* **SOURCE PASSAGE**
------
Below are their reports, which I'll connect with comments as they go along. One thing that's important to note is that the company was just beginning to explore the world of craft and had no fixed position on how to proceed. It was a big company and there were different factions who were more or less interested in entering the craft segment. There wasn't yet a "party line"--and in fact, this is the story of the initial thinking that would evolve, many years later, into what became the current party line.
When Shipman first contacted AB, the company had already been trying to make craft-like beer. That was Steele's field, and he knew first hand it wasn't working:
“I got involved in this because we were trying to do our own kind of craft brand at the time—and they weren’t selling. Some of them were really good beers. Some of them were just amped up Budweiser lagers, but some of them were really quite good. And we couldn’t sell ‘em. It was partially due to the fact that our marketing and sales didn’t really know how to sell them.”
Anheuser-Busch was aware of the problem. They knew it because the sales numbers told them, but they also had internal research that revealed why. Here's Tony Short:
“At the time, the market research that Anheuser-Busch was doing indicated that consumers viewed craft-like offerings from big brewers differently than they viewed craft products produced by small breweriess. When I looked at that research, I concluded that if this segment keeps growing and consumers continue to differentiate product offerings from craft brewers from the same types of products produced by the big brewers, then by definition we’re going to be shut out of the segment. It was always my view that we should participate in every segment of the beer business.”
------
* **PROBLEMS TO SOLVE**
[1] List every person named in the passage about Anheuser-Busch and craft beer.
[2] Resume the passage about Anheuser-Busch and craft beer, picking up after its final sentence.

(Dataset entries)
------
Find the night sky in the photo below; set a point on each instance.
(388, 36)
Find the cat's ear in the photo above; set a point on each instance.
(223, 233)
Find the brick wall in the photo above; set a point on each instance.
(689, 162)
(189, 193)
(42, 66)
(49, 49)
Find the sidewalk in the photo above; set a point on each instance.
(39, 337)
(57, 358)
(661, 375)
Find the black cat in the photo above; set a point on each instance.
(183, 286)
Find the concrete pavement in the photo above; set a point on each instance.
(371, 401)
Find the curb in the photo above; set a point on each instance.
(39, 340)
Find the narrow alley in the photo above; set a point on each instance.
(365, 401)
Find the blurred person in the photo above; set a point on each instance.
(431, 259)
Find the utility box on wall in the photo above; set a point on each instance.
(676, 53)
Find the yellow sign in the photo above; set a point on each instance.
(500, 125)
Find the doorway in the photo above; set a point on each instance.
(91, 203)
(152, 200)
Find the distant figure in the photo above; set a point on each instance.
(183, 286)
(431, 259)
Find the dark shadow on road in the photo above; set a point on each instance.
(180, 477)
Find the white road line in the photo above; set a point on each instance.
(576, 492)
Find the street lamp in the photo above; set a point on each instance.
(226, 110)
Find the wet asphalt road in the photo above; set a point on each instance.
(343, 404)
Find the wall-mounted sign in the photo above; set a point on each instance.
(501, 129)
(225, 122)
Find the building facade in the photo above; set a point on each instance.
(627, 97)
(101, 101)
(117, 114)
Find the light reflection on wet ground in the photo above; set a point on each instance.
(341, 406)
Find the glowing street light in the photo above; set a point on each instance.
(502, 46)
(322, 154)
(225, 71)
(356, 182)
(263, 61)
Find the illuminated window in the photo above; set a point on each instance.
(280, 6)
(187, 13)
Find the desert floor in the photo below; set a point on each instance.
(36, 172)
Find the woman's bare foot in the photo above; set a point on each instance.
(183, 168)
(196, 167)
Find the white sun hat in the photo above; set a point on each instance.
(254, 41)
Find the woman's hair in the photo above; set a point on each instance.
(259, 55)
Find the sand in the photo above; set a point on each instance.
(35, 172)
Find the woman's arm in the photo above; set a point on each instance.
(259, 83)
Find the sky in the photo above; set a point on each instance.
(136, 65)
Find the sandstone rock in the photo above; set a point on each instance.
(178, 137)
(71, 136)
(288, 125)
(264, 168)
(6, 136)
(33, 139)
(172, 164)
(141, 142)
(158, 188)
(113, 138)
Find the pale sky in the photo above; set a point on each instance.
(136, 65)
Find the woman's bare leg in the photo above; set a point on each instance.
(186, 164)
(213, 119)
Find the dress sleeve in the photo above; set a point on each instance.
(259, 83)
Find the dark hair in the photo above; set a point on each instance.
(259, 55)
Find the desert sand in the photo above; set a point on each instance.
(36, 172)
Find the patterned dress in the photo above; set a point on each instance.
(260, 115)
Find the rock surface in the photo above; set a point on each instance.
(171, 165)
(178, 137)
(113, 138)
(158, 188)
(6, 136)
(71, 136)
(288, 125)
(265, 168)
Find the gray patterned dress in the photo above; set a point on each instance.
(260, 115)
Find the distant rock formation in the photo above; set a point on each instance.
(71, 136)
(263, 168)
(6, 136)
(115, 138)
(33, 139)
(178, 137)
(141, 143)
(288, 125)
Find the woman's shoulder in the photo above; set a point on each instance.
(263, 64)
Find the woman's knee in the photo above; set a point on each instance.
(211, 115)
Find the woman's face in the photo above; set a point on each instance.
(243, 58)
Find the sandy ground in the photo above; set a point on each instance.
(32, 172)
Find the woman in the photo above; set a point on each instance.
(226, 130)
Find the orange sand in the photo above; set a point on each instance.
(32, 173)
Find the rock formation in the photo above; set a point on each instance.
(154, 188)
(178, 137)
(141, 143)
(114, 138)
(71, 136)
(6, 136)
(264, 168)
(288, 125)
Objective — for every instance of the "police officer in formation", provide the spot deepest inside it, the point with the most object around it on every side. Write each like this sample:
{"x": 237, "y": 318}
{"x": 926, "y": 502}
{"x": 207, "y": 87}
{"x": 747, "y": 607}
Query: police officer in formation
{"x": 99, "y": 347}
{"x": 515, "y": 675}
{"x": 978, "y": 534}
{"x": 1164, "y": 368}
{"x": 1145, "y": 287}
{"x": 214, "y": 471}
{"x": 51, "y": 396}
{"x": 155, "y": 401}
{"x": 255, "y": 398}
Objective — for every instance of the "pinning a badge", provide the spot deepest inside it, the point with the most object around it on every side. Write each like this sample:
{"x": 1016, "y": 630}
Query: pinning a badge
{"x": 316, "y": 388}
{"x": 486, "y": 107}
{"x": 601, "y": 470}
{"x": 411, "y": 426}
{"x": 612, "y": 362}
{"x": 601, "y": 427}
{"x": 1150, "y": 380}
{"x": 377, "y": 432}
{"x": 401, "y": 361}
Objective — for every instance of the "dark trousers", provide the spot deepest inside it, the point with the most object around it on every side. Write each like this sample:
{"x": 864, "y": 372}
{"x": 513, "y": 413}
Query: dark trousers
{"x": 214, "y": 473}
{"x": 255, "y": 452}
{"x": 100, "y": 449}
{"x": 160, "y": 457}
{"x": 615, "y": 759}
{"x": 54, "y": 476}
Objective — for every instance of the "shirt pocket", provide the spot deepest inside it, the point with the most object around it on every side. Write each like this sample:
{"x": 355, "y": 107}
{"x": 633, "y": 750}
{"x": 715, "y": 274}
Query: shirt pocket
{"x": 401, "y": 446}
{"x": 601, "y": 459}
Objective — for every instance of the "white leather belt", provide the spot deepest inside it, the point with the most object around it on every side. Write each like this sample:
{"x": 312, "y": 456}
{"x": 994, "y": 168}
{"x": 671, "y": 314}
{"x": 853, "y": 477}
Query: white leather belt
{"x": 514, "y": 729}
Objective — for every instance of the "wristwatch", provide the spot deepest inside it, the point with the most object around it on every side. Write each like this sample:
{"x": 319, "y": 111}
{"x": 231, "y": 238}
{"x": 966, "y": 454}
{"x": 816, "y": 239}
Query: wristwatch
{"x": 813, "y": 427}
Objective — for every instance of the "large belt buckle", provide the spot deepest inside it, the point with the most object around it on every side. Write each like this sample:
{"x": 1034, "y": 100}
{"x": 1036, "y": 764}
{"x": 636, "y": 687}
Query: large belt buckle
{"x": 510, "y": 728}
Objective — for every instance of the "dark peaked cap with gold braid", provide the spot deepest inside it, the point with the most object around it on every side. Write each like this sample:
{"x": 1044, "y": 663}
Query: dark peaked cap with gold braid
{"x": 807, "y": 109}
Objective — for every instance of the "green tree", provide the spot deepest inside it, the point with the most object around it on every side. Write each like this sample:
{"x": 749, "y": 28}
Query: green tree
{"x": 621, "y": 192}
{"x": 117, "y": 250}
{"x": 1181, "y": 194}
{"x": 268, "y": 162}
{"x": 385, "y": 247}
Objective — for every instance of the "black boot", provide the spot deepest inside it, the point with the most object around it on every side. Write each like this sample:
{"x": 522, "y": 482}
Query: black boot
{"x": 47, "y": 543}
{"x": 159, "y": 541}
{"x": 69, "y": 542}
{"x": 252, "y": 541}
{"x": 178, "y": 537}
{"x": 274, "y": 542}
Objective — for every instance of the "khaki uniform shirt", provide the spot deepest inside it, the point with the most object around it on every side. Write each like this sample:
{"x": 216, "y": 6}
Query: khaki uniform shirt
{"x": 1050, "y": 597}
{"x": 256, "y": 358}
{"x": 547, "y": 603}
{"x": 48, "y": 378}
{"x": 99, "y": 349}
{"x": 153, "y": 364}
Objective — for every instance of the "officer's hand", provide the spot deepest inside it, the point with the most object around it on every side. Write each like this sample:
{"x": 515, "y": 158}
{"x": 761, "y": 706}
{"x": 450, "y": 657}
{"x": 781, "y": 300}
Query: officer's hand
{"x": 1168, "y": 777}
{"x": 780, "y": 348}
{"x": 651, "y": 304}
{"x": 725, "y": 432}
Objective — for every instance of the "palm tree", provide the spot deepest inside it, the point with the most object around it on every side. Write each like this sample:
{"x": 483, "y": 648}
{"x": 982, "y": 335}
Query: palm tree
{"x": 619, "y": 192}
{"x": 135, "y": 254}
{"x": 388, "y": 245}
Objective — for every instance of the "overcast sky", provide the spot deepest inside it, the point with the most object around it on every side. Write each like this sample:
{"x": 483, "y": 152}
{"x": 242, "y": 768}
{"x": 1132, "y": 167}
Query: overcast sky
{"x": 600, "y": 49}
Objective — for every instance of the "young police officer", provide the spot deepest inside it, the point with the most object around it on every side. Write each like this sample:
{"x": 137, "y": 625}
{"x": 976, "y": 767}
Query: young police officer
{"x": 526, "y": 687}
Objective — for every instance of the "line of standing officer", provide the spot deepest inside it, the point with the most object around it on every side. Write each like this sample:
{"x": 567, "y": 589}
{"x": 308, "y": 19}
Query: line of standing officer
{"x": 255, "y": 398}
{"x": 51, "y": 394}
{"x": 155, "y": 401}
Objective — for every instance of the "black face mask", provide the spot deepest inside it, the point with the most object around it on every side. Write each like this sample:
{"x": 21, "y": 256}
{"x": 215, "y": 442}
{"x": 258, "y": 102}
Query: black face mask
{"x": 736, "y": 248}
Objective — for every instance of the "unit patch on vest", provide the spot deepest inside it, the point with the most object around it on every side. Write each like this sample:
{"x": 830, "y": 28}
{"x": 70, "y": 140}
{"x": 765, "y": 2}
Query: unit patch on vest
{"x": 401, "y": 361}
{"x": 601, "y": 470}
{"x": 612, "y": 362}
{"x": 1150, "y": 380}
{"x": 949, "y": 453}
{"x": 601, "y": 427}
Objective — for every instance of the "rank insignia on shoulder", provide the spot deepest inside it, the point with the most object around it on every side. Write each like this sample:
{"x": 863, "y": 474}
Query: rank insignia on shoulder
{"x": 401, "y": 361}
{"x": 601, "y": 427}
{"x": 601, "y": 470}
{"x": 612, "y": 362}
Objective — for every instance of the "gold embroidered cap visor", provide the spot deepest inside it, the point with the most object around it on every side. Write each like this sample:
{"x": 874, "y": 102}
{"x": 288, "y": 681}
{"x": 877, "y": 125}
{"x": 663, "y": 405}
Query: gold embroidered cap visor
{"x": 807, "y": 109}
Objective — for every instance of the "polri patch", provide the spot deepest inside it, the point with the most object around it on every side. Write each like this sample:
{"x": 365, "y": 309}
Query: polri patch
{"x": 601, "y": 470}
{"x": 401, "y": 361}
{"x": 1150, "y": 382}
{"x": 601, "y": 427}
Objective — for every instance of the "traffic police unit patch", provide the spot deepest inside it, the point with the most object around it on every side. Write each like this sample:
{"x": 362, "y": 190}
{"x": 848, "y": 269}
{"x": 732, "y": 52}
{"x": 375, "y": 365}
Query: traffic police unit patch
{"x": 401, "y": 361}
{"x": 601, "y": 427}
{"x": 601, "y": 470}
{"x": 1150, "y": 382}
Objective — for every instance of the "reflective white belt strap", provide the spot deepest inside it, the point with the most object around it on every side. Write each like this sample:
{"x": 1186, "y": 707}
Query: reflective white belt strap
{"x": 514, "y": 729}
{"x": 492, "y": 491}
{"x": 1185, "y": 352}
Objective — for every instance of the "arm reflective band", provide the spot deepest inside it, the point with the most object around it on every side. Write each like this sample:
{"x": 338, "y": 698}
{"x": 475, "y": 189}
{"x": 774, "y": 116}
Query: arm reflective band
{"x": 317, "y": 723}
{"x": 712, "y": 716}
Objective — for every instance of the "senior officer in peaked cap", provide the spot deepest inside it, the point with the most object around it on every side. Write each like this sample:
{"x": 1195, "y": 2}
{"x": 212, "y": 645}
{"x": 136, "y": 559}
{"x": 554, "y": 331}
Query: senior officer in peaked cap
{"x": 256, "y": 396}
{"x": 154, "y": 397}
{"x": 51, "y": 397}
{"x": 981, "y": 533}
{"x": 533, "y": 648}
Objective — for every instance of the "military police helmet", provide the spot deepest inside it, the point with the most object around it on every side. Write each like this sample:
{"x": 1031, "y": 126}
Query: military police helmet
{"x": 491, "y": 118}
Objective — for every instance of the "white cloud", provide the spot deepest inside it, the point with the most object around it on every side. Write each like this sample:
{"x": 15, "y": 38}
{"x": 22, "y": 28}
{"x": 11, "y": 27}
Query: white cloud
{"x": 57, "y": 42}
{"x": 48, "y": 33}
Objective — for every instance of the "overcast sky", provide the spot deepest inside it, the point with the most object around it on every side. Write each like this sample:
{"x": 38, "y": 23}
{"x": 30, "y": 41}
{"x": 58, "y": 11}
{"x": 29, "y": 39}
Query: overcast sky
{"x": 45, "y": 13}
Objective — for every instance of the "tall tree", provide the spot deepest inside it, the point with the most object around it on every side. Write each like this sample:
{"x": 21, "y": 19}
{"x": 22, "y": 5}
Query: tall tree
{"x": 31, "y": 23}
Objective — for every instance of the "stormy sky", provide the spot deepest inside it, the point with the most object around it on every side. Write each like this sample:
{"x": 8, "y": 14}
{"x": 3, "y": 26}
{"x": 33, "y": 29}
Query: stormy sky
------
* **ANSWERS PROVIDED**
[1] Shipman, Steele, Tony Short

[2]
Internally, there were some who were craft-curious, and others who were ... not. Steele tells this amusing anecdote:
“On the brewing side, it was kind of mixed. There were people who thought craft was kind of neat and the beers with a lot of flavor were really great and it was good for the beer business. And there was definitely a contingent at Anheuser Busch that felt that way—it’s like, hey, a little variety’s not a bad thing and it keeps beer interesting, it keeps it relevant. And then there was the contingent that thought it was a joke. They looked at it and said, these guys don’t know what the hell they’re doing. They don’t know anything about brewing and they’re brewing these beers that taste like smoke and taste like electrical fires and taste like hop resin and what the hell are they doing?”
The little guys and their electrical fires wouldn't have been a problem worth sweating--the numbers then were still so tiny, particularly for a company selling over a hundred million barrels of beer. Except for one thing: wholesalers. Anheuser-Busch had certain distributors in its network that were losing real money to craft breweries. Anheuser-Busch had just initiated a program called "100% share of mind" to encourage its wholesalers to carry only AB products. And AB didn't have any craft offerings. Mitch Steele summarized the issue.
“So when the company started looking at that, my impression was they looked at the fact that our craft beers weren’t selling, other people’s in the wholesalers’ network were. Real craft brewers’ beer were selling that were being carried by Budweiser distributors, and so they wanted to take ownership of that somehow. They came up with ‘100% Share of Mind.’ The explanation I got was: if we—AB—were going to require our wholesalers to be 100% exclusive, we gotta give ‘em some offerings that make them competitive. That’s where this whole thing started.”
Short adds:
“There were always a lot of naysayers going, ‘Why are we screwing around with something so small?’ And what I would always tell people at Anheuser-Busch is to consider this an insurance policy. If the craft segment dies out, we made these small investments and had very little headache and in the meantime we’ve brought to our wholesalers a product that we cannot by definition bring them. They’re our partners, they’re largely exclusive, and we owe our wholesaler family products in every segment in order to compete. So it was a win win win. For very little risk, we were able to check a lot of boxes.”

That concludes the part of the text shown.